INSTRUCTIONS TO FOLLOW:
Copy the data below exactly. Any pictures in it should be omitted.

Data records
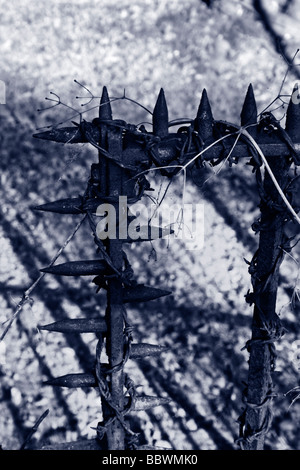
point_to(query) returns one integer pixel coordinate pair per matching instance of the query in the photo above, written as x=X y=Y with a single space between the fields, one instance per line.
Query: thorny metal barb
x=126 y=154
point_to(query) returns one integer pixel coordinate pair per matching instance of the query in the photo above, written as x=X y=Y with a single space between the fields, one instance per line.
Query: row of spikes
x=203 y=122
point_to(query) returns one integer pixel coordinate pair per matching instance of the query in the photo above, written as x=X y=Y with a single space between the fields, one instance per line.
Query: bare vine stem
x=26 y=295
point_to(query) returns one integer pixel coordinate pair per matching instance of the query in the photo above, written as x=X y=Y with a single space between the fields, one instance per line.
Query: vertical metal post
x=111 y=177
x=266 y=326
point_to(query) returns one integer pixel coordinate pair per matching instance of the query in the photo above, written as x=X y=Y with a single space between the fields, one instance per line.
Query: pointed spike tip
x=204 y=119
x=105 y=112
x=62 y=206
x=161 y=116
x=292 y=124
x=78 y=325
x=249 y=110
x=78 y=268
x=73 y=381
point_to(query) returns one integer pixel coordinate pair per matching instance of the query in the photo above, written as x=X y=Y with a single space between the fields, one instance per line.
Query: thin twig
x=34 y=429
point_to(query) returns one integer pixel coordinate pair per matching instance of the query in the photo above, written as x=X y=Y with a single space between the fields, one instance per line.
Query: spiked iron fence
x=126 y=153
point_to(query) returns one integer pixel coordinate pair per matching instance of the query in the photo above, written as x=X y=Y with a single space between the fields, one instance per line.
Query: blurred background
x=139 y=46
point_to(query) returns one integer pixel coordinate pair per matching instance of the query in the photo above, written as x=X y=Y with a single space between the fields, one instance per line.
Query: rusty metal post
x=266 y=326
x=111 y=178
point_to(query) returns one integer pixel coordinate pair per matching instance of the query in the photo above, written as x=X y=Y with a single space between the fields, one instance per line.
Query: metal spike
x=204 y=119
x=292 y=124
x=62 y=206
x=145 y=402
x=73 y=381
x=78 y=268
x=77 y=325
x=105 y=112
x=160 y=118
x=150 y=232
x=249 y=110
x=142 y=293
x=66 y=135
x=140 y=350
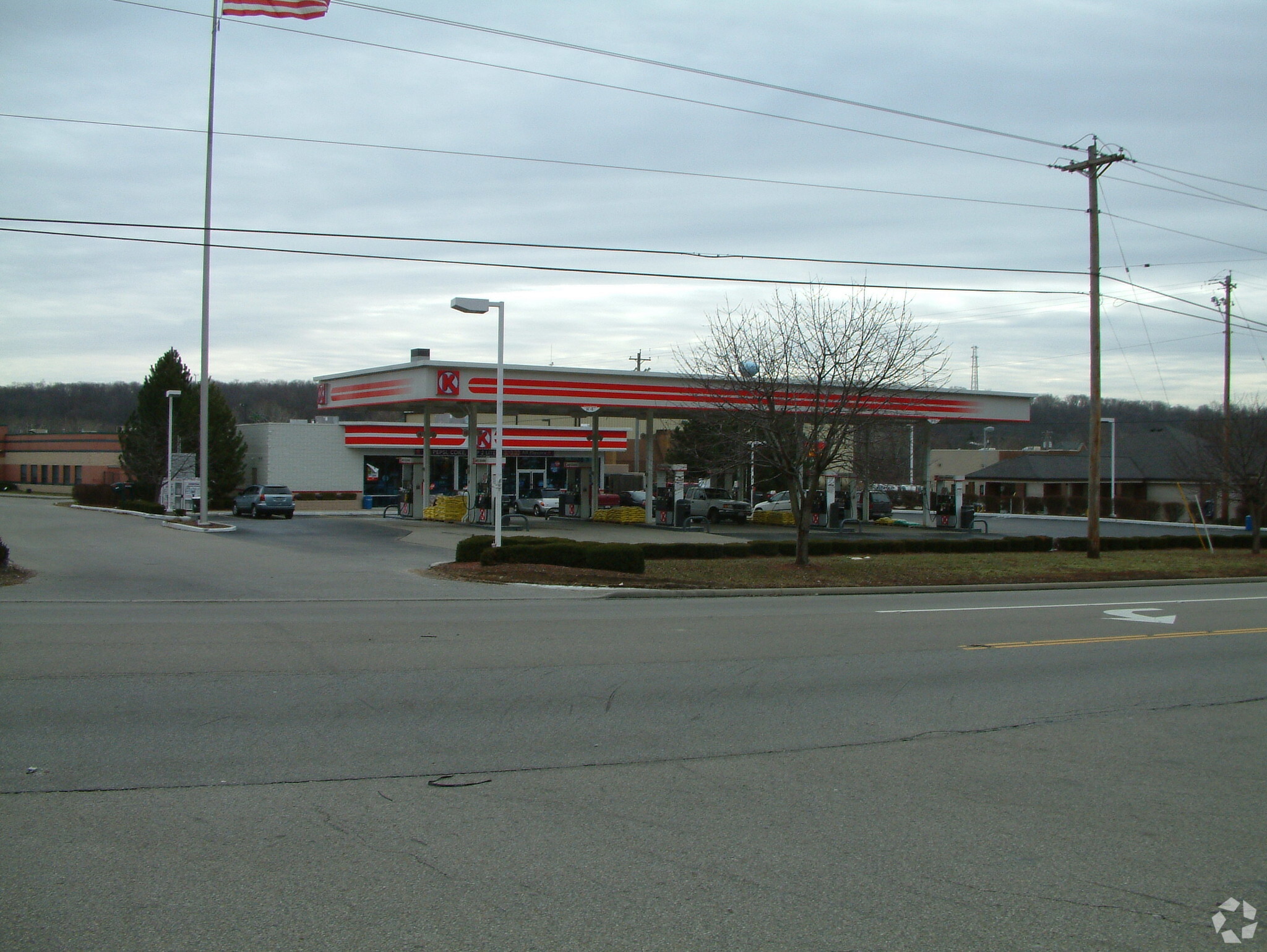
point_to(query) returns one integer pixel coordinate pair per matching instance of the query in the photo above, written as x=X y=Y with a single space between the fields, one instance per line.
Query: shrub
x=616 y=557
x=153 y=508
x=94 y=495
x=612 y=557
x=469 y=549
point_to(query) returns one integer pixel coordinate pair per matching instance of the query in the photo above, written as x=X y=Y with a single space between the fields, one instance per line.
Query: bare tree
x=1245 y=460
x=802 y=373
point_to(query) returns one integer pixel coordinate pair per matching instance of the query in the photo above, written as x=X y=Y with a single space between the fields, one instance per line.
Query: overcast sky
x=1177 y=84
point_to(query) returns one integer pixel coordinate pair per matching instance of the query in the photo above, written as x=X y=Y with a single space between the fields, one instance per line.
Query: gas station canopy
x=440 y=387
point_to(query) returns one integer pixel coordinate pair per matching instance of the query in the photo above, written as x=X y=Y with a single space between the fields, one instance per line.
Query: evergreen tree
x=144 y=438
x=226 y=448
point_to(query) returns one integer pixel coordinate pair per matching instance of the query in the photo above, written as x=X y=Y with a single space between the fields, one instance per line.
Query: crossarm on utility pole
x=1093 y=168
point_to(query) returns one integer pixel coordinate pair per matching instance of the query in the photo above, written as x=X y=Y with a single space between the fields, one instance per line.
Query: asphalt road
x=662 y=774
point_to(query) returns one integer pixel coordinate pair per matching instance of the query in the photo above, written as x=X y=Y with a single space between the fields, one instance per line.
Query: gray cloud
x=1179 y=84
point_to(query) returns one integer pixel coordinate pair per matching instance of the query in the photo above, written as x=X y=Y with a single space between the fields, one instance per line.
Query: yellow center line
x=1113 y=638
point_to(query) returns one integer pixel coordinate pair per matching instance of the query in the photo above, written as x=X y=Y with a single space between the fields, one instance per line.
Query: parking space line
x=1076 y=605
x=1151 y=637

COMPLETED EXERCISE:
point_to(query) returns one integer pixel coordinate pair per matching instance of the query in the photo above, written as x=X y=Y with a single space between the fields, one instance per line.
Query: thorny metal barb
x=126 y=154
point_to(query) returns one integer pixel coordinate pair per matching instance of the query in the photo above, written as x=X y=Y with a single space between the fields, one instance per line.
Query: row of spikes
x=203 y=122
point_to(query) returns one integer pixel coordinate pair per matching instance of the query in the photo above, written as x=X y=Y with a single space between the fields, one instance per line.
Query: bare vine stem
x=26 y=295
point_to(query) returns one integer pixel coordinate pair per matching instance of the query in the photo above, written as x=X y=Y with a single space between the fields, one instance per line.
Query: vertical metal post
x=111 y=177
x=266 y=326
point_to(query) returns one integer pixel coordinate pair per matching instance of the query in the photo above, written as x=X y=Y with a single space between the fields, one instance per line.
Query: pointed spike tip
x=204 y=119
x=105 y=112
x=62 y=206
x=161 y=116
x=292 y=124
x=78 y=325
x=249 y=110
x=78 y=268
x=73 y=381
point_to(query) returns one integer pixel coordinate pair per matching instance of the query in the photo above, written as x=X y=Y with a single space between the fields, one instance per line.
Query: thin twig
x=34 y=429
point_to(query) returns one integer pixel coordinate pair per matching instance of the query in the photo above, written as x=X y=Y with a single space between the fields, one instance per line.
Query: spiked iron fence
x=126 y=153
point_to(query) returns one integer pixel coordinate pair per matching instance of the query in the photo above, written as x=X y=Y with a single space between the fields, one instance per line.
Query: blurred background
x=139 y=46
point_to(query) returns one integer pixel coordinate pair per matching instance of the query in the photo above, written as x=X y=Y with a single space between the fields, one instance per line.
Query: rusty metal post
x=266 y=326
x=111 y=178
point_to(query) returns one integer pixel coordinate pair per matching instance of the query in the photo above, written as x=X y=Y with a single space between the fields, one instance per line.
Query: metal spike
x=204 y=119
x=292 y=124
x=62 y=206
x=145 y=402
x=73 y=381
x=78 y=268
x=77 y=325
x=105 y=112
x=160 y=118
x=150 y=232
x=249 y=110
x=142 y=293
x=66 y=135
x=140 y=350
point_to(query) returns one integer pixel coordinate pair per matching instance of the query in the photo above, written as x=X y=Y with a single space between the fields, one instance per line.
Query: shrub
x=616 y=557
x=153 y=508
x=94 y=495
x=612 y=557
x=469 y=549
point_to(query) returns one integer pixel coordinate pair per matching instance of the query in the photo above, written as x=X y=Y with a single space between the fields, one instance per line.
Query: bare tree
x=1245 y=460
x=802 y=373
point_to(query) returns one integer pixel coordinate pair per matching instance of the query in the photo above, written as x=X y=Y with a single space between the fields, one instance per line.
Query: overcast sky
x=1177 y=84
point_to(query) returns one integer pixel coordinate pair per matching instance of the query in the photo above, written as x=X y=Y with a single space between the fields, one instance per line.
Query: gas station canopy
x=440 y=387
point_to(query) returns one integer pixel coordinate pair per matching instance of the query in the photo above, written as x=X y=Y with a single space between the fields, one instance per line.
Query: evergreen tree
x=144 y=438
x=226 y=448
point_to(query) returns one integer pixel coordinate pair per matching instance of the query in the photo above, written as x=X y=Y with a single space between the fields, one instance per line.
Query: crossarm on utility pole
x=1093 y=168
point_to(query) returns one integer pixel coordinate pair per matching instance of the query in the photo above, written as x=X y=Y with a single space between the fields, one instance per line.
Query: asphalt road
x=662 y=774
point_to(query) returns one integer pixel coordinate pair per matching instance of the query in the photo above, written as x=X y=Y with a single space between the fields, one instance per line.
Query: gray cloud
x=1179 y=84
point_to(query) returns one integer pixel coordinate pair per matching instance of the query in the photo above, written as x=X y=Y with a single space between the fields, one instance per line.
Query: yellow center line
x=1113 y=638
point_to(query) returns one integer pixel coordinate pair per matching instance of the query in the photo above, written as x=X y=Y with a single space between the fields, one instance per line.
Query: parking space line
x=1076 y=605
x=1151 y=637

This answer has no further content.